**Dataset content:**
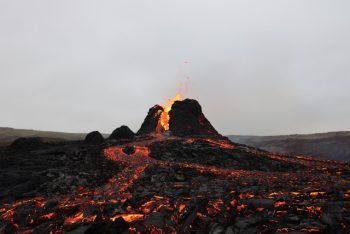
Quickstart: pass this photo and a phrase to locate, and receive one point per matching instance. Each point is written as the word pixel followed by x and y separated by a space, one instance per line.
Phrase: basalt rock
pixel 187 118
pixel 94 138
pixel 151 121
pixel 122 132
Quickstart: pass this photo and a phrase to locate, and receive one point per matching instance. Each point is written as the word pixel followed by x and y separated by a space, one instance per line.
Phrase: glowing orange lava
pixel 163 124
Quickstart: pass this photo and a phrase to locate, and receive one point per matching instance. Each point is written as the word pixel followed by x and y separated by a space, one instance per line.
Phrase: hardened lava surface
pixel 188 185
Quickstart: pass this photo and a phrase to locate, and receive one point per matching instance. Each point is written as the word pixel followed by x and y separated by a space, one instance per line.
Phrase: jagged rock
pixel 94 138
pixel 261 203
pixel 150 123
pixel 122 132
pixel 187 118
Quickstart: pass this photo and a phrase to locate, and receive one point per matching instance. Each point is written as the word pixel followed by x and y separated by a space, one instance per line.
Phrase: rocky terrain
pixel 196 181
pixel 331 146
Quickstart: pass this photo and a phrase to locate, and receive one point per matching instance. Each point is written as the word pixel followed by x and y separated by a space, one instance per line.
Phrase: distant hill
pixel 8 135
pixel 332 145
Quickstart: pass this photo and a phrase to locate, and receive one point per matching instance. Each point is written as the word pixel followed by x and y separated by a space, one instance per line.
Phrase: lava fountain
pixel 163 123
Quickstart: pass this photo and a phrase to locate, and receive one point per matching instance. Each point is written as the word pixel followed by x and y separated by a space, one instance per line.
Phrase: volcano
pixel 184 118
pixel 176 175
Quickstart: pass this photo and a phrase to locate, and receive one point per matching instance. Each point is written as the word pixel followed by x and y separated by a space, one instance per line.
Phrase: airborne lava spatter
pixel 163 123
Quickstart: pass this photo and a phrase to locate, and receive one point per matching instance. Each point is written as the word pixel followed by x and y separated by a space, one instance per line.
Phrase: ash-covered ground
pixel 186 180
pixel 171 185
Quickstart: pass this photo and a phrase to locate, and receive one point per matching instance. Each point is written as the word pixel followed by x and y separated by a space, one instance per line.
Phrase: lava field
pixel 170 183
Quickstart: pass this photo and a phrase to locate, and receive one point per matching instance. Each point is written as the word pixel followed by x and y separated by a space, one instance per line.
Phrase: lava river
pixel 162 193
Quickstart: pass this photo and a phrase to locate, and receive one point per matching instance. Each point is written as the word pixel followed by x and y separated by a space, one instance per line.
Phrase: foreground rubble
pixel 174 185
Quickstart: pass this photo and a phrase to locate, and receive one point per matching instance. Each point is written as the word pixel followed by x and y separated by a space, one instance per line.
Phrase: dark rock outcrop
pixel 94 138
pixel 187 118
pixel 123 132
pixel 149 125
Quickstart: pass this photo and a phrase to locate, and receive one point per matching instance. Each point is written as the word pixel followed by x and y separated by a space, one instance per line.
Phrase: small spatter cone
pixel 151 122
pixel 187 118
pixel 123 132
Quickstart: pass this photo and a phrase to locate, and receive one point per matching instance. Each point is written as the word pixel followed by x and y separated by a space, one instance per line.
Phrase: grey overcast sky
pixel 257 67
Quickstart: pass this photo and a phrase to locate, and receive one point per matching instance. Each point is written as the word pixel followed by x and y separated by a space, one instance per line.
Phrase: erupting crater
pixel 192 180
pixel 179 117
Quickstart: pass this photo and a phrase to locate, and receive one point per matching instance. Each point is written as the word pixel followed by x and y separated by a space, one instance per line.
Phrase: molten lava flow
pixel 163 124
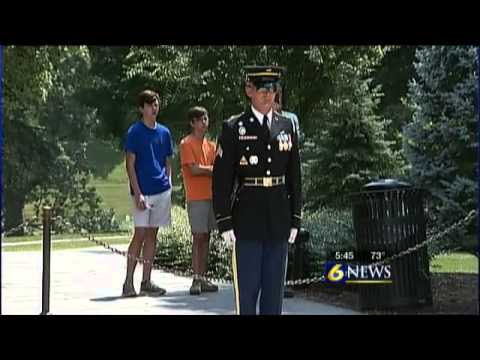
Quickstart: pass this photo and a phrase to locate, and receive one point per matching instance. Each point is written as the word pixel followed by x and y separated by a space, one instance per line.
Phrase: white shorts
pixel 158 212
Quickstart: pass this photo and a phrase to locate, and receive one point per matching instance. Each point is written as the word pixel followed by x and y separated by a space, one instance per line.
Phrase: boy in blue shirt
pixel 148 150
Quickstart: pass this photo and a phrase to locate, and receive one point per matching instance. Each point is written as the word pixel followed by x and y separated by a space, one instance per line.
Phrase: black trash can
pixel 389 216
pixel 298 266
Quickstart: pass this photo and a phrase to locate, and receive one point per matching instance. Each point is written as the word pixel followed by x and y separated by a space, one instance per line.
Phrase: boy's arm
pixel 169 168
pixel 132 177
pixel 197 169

**Exercise brief:** In everything from the start of the records down to the line that contains "pixel 188 185", swap "lava" for "magma" and write those lines out again with nothing else changed. Leave the pictures out of your answer.

**Final answer:**
Quickstart: pass this photo and a phrase to locate, and receive one point per matching instance. Each point is written as the word pixel followed by x and y separated by a space, one instance per line.
Phrase: basalt rock
pixel 187 118
pixel 94 138
pixel 151 121
pixel 122 132
Quickstart: pass this photo and a phrase to locate, and receive one point per matching instance. Each point is written as the word pixel followed by x and y separated by a space, one instance per line.
Phrase: glowing orange magma
pixel 163 124
Quickstart: pass this photo and a phrase to locate, and receive one point per matching instance. Each point is written as the word pixel followed by x and y separated by a space, one instance per line.
Phrase: hardened magma surface
pixel 188 185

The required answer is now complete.